* What to produce:
Nothing should be left out: output all of the entries exactly.
::: Records to use
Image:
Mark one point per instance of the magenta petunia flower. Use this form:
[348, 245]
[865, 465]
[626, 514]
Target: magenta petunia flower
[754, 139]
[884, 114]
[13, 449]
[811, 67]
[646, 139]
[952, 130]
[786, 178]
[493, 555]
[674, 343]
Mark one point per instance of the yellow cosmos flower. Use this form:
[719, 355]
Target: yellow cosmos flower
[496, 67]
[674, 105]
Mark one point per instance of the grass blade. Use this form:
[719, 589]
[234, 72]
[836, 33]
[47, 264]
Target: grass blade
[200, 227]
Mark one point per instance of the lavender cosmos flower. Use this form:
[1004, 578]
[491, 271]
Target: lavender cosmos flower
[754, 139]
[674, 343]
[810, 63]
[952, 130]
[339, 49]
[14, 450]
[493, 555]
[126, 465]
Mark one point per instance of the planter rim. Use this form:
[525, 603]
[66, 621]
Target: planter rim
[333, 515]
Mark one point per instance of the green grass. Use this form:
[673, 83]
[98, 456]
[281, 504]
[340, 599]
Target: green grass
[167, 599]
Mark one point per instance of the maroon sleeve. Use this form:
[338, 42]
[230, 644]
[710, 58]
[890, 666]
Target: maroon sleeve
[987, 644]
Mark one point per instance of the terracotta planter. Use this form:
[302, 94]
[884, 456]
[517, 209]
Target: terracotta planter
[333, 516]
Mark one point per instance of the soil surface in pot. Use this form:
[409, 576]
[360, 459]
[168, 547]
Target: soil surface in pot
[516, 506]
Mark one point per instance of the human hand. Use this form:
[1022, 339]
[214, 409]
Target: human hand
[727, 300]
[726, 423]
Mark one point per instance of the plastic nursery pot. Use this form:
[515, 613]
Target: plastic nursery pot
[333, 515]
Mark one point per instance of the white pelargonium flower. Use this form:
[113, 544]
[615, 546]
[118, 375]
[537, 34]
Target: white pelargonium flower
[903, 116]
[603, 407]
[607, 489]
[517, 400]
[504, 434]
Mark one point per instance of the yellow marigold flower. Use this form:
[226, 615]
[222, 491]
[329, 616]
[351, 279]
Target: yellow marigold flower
::::::
* Written reply:
Image:
Mark one point per instance of the magenta petunia flower. Use this form:
[348, 245]
[865, 465]
[626, 514]
Target: magenta petunia flower
[754, 139]
[884, 114]
[13, 449]
[811, 67]
[646, 139]
[952, 130]
[786, 178]
[493, 555]
[674, 343]
Mark one point per instance of the yellow cosmos flower. Use this form:
[719, 355]
Target: yellow cosmos flower
[496, 67]
[674, 105]
Mark one point per instance of the grass blade. Use this form:
[719, 589]
[234, 72]
[836, 33]
[47, 264]
Target: grass blade
[200, 227]
Mark one point per instance of the lavender cosmos flower. Use this form:
[1004, 578]
[491, 271]
Target: lavender cosmos flower
[754, 139]
[674, 343]
[810, 63]
[952, 130]
[339, 49]
[14, 450]
[493, 555]
[126, 465]
Mark one point per instance of the planter rim. Use this form:
[525, 603]
[66, 621]
Target: planter rim
[333, 515]
Mark one point per instance of the green grass. Use this form:
[673, 83]
[98, 456]
[281, 504]
[340, 599]
Target: green grass
[167, 599]
Mark one point per instance of the maroon sleeve. Use this form:
[338, 42]
[230, 644]
[710, 58]
[890, 666]
Target: maroon sleeve
[987, 644]
Mark one point per instance of the terracotta planter. Use this form:
[302, 94]
[884, 456]
[517, 209]
Target: terracotta planter
[333, 516]
Mark one point per instance of the soil surface in pot. Use this form:
[409, 576]
[360, 459]
[168, 547]
Target: soil surface in pot
[516, 506]
Mark one point per instance of the human hand. Use this form:
[1022, 339]
[214, 409]
Target: human hand
[727, 300]
[726, 423]
Mark one point per instance of the plastic nursery pot. Use this form:
[515, 613]
Target: plastic nursery pot
[333, 515]
Mark one point per instance of the white pelargonium flower. Use this form:
[113, 544]
[615, 546]
[118, 375]
[537, 34]
Target: white pelargonium flower
[903, 116]
[603, 407]
[607, 489]
[517, 400]
[504, 434]
Mark one point per instance of the yellow marigold flower. Use this form:
[226, 615]
[222, 491]
[329, 616]
[351, 279]
Target: yellow marigold flower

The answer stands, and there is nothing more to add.